課題文:

+--

大和物語の中の和歌(8) | 俳句の里だより2

俳句の里だより2

俳句の里に生まれ育った正岡子規と水野広徳を愛する私のひとりごと

第110段~第123段

 

このシリーズでは、「伊勢物語」に続き、平安時代中期(10世紀後半~11世紀初期)に成立した歌物語である「大和物語」(全173段、作者や成立年は不明)の中で詠まれた和歌(295首)について、第1段から順に紹介している。前回は、第100段~第109段までの25首を紹介したが、ここでは第110段~第123段までの25首を紹介する。

 

●第110段「ぬるる袖」

〇(前段に続き)南院の今君と呼ばれた源宗于の娘が、ある人に対して詠んだ歌

 大空は 曇らずながら 神無月 年のふるにも 袖はぬれけり

 

●第111段「別れ路の川」

〇大膳職長官の橘公平の三女は、源信明の初めての恋だったが、やがて別れた後に源信明へ詠んで贈った歌

 この世には かくてもやみぬ 別れ路の 淵瀬をたれに 問ひてわたらむ

 

●第112段「東の風」

〇橘公平の三女が兵衛尉の「もろただ」(藤原庶正)と恋仲になり、ある風雨の日に詠んで贈った歌

 こち風は 今日ひぐらしに 吹くめれど 雨もよにはた よにもあらじな

 

●第113段「井手の山吹」

+--

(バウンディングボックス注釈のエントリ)
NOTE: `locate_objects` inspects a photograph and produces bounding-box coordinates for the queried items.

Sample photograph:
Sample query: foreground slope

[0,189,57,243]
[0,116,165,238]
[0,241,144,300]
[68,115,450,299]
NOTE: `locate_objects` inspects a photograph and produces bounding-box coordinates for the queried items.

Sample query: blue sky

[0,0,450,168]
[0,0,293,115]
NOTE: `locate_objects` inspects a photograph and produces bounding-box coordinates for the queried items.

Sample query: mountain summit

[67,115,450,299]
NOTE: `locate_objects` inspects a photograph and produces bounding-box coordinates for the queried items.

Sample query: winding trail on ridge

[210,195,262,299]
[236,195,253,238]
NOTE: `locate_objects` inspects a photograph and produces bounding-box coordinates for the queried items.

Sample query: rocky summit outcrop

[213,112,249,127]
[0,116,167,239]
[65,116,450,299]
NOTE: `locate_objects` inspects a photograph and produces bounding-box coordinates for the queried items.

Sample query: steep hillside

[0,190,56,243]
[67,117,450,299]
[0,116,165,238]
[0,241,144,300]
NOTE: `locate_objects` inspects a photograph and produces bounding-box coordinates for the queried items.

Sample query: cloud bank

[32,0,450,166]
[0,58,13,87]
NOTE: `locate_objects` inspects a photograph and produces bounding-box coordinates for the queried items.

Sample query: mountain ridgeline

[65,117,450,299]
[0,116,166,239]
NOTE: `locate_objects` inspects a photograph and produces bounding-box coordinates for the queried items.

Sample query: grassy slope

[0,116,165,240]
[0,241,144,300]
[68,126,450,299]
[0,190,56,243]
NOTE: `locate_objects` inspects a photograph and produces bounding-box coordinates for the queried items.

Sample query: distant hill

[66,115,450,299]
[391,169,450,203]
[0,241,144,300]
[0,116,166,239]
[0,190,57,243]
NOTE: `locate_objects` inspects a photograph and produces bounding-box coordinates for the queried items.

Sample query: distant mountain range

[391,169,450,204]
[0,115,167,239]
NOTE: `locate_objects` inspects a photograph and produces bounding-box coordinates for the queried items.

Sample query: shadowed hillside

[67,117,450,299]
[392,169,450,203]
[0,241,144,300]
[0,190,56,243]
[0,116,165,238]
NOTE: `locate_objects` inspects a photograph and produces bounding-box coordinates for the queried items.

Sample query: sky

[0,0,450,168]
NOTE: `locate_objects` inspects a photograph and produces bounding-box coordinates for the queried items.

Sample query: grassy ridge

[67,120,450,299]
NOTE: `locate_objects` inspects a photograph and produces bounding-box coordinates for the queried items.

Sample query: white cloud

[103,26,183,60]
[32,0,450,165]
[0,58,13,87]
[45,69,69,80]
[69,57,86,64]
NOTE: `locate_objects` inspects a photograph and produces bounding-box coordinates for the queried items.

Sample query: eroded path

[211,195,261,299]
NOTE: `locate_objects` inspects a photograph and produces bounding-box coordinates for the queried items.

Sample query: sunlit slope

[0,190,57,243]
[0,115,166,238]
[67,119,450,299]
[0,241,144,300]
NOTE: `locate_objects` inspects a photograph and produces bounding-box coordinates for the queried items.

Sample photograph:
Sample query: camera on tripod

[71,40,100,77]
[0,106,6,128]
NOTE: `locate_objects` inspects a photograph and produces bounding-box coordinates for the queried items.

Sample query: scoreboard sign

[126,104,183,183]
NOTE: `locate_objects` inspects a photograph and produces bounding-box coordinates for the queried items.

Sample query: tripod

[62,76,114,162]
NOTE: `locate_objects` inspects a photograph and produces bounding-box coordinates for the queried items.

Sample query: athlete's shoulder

+--

課題の指示: 大和物語の和歌についての文章のうち、「このシリーズでは、「伊勢物語」から「3段までの25首を紹介する。」までの部分を、両端を含めて一字も変えずに返してください。 これらのエントリは、別の出典から取られたものです。

この問題の解答:
このシリーズでは、「伊勢物語」に続き、平安時代中期(10世紀後半~11世紀初期)に成立した歌物語である「大和物語」(全173段、作者や成立年は不明)の中で詠まれた和歌(295首)について、第1段から順に紹介している。前回は、第100段~第109段までの25首を紹介したが、ここでは第110段~第123段までの25首を紹介する。